We’ve already written three articles on this topic: here and also here and then again here. You might think we’d have said about everything there was to say on the topic. Yet over at WIFCON, the debate rages on.

Do Contracting Officers need to follow the statute or the regulation? If they follow the statute and not the regulation, do they need an official FAR deviation? What about the sentence at FAR 1.602-1(b), which states “No contract shall be entered into unless the contracting officer ensures that all requirements of law, executive orders, regulations, and all other applicable procedures, including clearances and approvals, have been met.” How can a Contracting Officer comply with that requirement if a statute and its implementing regulation are in conflict?

The job of the two FAR Councils and the FAR Secretariat is to make sure those conflicts are few and far between. How are they doing?

- - - - -

=== Task requirements ===
a: In the passage on FAR conflicts, which requirements must a contracting officer ensure have been met before entering into a contract, according to the sentence quoted from FAR 1.602-1(b)? List every one.
b: Could you extend the passage on statute-versus-regulation conflicts in the FAR by a paragraph or two, picking up after its last sentence?
The entries placed after the FAR passage have nothing to do with what is asked here.

=== Entries shown ===
- - - - -

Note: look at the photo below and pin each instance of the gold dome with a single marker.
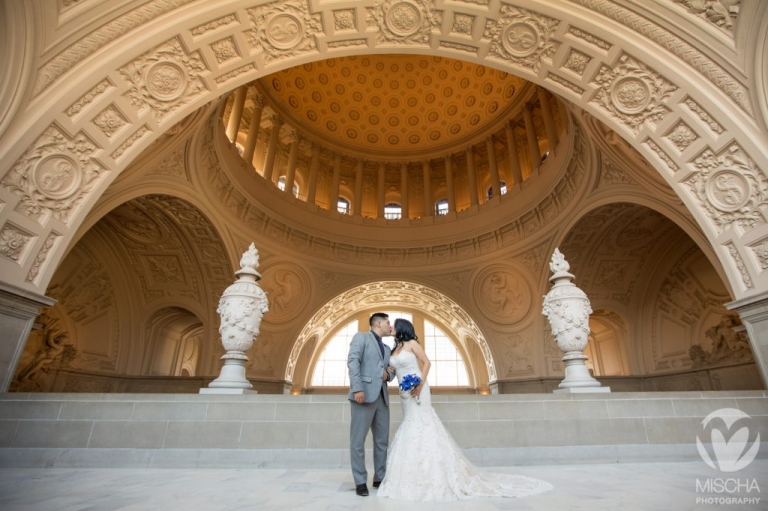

- - - - -

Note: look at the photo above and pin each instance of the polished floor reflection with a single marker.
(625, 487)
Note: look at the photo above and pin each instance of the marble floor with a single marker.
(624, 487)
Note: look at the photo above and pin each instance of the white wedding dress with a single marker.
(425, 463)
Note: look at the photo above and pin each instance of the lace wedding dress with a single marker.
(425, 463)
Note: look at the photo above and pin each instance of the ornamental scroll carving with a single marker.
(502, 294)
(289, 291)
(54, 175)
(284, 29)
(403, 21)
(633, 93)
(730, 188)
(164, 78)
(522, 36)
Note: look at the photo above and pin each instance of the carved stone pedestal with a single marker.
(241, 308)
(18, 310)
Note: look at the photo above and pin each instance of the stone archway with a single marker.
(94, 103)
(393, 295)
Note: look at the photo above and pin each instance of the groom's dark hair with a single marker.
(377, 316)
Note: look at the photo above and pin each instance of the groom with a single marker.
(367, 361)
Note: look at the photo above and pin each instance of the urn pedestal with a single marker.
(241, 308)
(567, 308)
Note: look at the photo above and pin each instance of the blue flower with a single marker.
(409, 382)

- - - - -

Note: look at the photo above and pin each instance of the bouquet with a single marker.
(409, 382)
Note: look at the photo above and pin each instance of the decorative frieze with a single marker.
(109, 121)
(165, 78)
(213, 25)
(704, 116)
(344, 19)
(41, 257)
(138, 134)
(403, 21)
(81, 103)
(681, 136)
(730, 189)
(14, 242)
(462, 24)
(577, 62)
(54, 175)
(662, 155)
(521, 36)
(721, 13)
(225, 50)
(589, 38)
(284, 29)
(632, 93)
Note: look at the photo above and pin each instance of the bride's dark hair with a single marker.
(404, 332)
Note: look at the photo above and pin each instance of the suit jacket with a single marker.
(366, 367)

- - - - -

=== Outputs for the tasks ===
a:
- Requirements of law
- Executive orders
- Regulations
- All other applicable procedures, including clearances and approvals

b:
Well, as we reported in one of those prior articles (links above), the Civilian Agency Acquisition Council issued a Class Deviation, permitting all civilian agencies to implement their own Agency-level Class Deviation to implement, in advance of formal rule-making, the statutory changes to micro-purchase and simplified acquisition thresholds directed by the 2018 NDAA. That’s a clear signal that those two changes are going to be implemented FAR-wide, eliminating any potential conflict between FAR thresholds and DFARS thresholds.

The Department of Energy took that CAAC Class Deviation and ran with it. On March 16, 2018, the DOE issued its Class Deviation, implementing those NDAA acquisition threshold changes. That’s a fairly significant step forward.

But of course, the elephant in the room is the 2018 NDAA change to the threshold for obtaining certified cost or pricing data, which is also the contract-level CAS coverage threshold. Is it going to stay at $750,000 in the regulations and contract clauses, or is it going to increase to $2 million as the statute will read, effective 18 June 2018? That’s the burning question that needs to be answered, and answered quickly.

Some changes, it seems, are more favored than others.